_PROBLEM DESCRIPTION_
Transcribe the records below exactly, leaving out any pictures.

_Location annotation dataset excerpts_

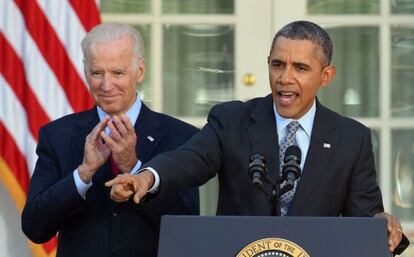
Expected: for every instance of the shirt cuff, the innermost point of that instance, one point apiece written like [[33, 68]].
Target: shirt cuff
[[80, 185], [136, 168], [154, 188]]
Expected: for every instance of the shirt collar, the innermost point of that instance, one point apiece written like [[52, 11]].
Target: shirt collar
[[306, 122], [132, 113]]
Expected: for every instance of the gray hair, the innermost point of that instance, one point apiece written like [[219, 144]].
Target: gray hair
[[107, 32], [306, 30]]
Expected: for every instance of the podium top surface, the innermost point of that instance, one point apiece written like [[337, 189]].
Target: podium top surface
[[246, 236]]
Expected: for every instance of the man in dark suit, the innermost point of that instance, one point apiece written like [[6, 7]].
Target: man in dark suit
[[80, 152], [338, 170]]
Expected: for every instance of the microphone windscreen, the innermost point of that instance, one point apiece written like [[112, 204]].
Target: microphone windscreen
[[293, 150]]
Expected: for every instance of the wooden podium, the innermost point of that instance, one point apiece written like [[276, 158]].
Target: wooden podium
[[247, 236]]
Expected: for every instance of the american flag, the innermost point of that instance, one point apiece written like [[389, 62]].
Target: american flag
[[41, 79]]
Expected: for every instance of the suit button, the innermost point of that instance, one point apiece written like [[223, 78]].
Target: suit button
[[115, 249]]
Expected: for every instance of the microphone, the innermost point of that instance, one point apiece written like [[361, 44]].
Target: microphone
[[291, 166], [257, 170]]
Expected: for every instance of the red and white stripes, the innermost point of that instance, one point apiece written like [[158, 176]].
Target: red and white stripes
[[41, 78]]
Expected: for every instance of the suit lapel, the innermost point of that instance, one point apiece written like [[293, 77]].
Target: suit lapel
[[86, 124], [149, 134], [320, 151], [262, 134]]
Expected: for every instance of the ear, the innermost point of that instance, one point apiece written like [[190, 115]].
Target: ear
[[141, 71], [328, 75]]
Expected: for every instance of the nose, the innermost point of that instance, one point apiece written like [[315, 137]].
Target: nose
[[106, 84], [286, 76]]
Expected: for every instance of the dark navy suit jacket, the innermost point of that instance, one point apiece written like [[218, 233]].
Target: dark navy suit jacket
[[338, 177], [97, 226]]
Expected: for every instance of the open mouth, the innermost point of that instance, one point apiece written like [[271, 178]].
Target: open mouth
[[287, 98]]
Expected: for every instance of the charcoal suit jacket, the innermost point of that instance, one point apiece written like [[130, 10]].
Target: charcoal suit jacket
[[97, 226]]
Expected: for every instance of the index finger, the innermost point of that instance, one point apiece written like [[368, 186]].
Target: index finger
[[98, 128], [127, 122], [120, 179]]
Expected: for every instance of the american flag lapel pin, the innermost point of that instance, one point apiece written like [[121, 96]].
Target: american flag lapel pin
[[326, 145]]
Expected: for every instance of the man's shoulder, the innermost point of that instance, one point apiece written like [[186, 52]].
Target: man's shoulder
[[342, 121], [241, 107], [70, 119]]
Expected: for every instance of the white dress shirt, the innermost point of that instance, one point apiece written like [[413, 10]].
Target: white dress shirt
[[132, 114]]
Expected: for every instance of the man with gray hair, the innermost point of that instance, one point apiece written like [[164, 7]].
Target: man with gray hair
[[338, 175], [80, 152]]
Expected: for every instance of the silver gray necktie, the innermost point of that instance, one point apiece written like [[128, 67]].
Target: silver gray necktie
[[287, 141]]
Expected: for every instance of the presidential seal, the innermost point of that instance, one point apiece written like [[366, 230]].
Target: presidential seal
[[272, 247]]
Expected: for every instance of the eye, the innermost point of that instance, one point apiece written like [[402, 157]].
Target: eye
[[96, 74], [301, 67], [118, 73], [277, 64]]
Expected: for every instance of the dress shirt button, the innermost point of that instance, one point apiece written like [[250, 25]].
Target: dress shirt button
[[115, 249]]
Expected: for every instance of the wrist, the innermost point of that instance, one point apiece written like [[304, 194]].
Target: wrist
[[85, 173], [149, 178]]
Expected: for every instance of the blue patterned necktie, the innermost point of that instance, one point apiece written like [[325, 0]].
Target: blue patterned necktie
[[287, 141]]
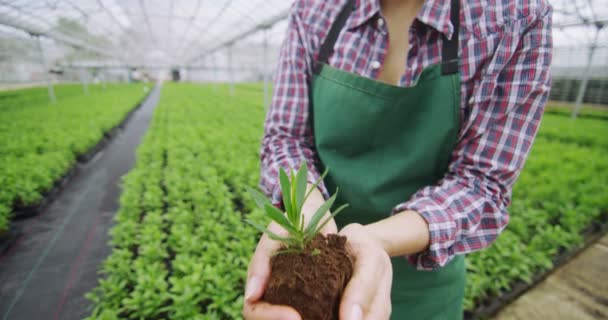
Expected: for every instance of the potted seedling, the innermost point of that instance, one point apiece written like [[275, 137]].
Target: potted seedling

_FINISHED TASK_
Expected: for every instance of the shirt cuff, the innermost point of that instance, one point apiece written like [[33, 68]].
Target: shirt cuff
[[80, 185], [136, 168], [154, 188]]
Expected: for every instance of the shirt collar, the innermost point of that instance, one point apiece written like [[52, 11]].
Target: shirt collar
[[306, 122], [132, 113]]
Expected: for every instance of the gray hair, the innermost point of that instance, one point apiece written like [[219, 144]].
Target: gray hair
[[107, 32], [306, 30]]
Expected: for every instance of the podium top surface, the innermost point of that instance, one point apiece written like [[337, 189]].
Target: podium top surface
[[246, 236]]
Expected: for every instance of the man in dark suit, the innermost point of that instance, one point apiece written like [[6, 7]].
Target: man in dark suit
[[80, 152], [338, 170]]
Expected: for every instance of the microphone windscreen, the innermost point of that instance, one point apiece written like [[112, 204]].
Target: microphone windscreen
[[293, 150]]
Expected: for every instance of the wooden podium, the innermost point of that instance, one point apiece written like [[276, 158]].
Target: wooden podium
[[247, 236]]
Expected: for every instance of the american flag, the innermost point of that instance, one point apiece written like [[389, 62]].
Target: american flag
[[41, 79]]
Expected: for every instance of the suit button, the innermost point of that instance, one point apiece written like [[223, 78]].
Target: suit button
[[115, 249]]
Expected: for every instance of the microphone, the innermost point of that instance, one point apiece written like [[361, 44]].
Target: microphone
[[291, 166], [257, 170]]
Expected: for every instance of the red and white stripes, the innermost point of that instance, one point apiece written like [[158, 176]].
Target: red and white stripes
[[41, 78]]
Expected: for every instance of the suit lapel, the innermost point of that instance, one point apiece written like [[293, 77]].
Target: suit lapel
[[86, 124], [149, 134], [320, 151], [262, 134]]
Expected: for every instance of the ear, the innermost point of that instance, one point apiece written like [[190, 115]].
Target: ear
[[141, 71], [328, 75]]
Expected: for every instance of the nose, the innermost point of that instance, one point apiece written like [[315, 137]].
Target: nose
[[106, 84], [286, 76]]
Expected: for every instance of the dark navy suit jacket, the innermost point of that instance, one point apiece written like [[218, 233]].
Target: dark navy suit jacket
[[338, 177], [97, 226]]
Expected: for every instance of the open mouth, the innermost point of that instance, one point apiece written like [[271, 178]].
Target: open mouth
[[287, 98]]
Expected: for every instance of the charcoal suit jacket, the innermost point of that instance, one point apiece written like [[130, 10]].
Target: charcoal suit jacket
[[97, 226]]
Expected: for every instance of the index finger, the innermost point of that instance, one point apiece written like [[368, 186]].
Target: index finger
[[98, 128], [127, 122], [120, 179]]
Expected: for every instance of the american flag lapel pin, the innermost point of that instance, one point apiece written like [[121, 96]].
Target: american flag lapel pin
[[326, 145]]
Expected: for every instance of the man's shoulder, the innermost point of that instance, one point apiece written like [[186, 52]].
Target: man's shoulder
[[342, 121], [241, 107], [70, 119]]
Expected: for every instance of the white dress shirt, the innermost point of that instance, one point apiece written like [[413, 10]].
Target: white dress shirt
[[132, 114]]
Expected: for every instance of the man with gray hair, the innermost point of that instance, one point apiece written like [[164, 7]].
Target: man with gray hair
[[338, 175], [80, 152]]
Expected: for every instance of the silver gray necktie, the innermost point of that instance, one point apiece written like [[128, 67]].
Target: silver gray necktie
[[287, 141]]
Expected: for every instance of the presidential seal, the innermost point of that instance, one point apiece written like [[366, 230]].
Target: presidential seal
[[272, 247]]
Expected: for every instance of the eye, the innermost point of that instance, one point apiece written like [[402, 157]].
Target: eye
[[96, 74], [301, 67], [118, 73], [277, 64]]
Expected: for every instance of the dress shirt button, the innermost point of that instance, one point apiece written like [[250, 25]].
Target: dress shirt button
[[115, 249]]
Expected: for every instance of the wrist, the innermost point of that instance, one point apiece written like [[304, 194]].
Target: wrist
[[85, 173], [149, 178]]
Expected: for every instance of the blue patterned necktie, the innermost point of that instance, one point apiece written like [[325, 0]].
Target: blue patterned necktie
[[287, 141]]
Expected: for every instance of the potted seedling, the innermost point of that instance, one point apiece written like [[275, 137]].
Target: potted seedling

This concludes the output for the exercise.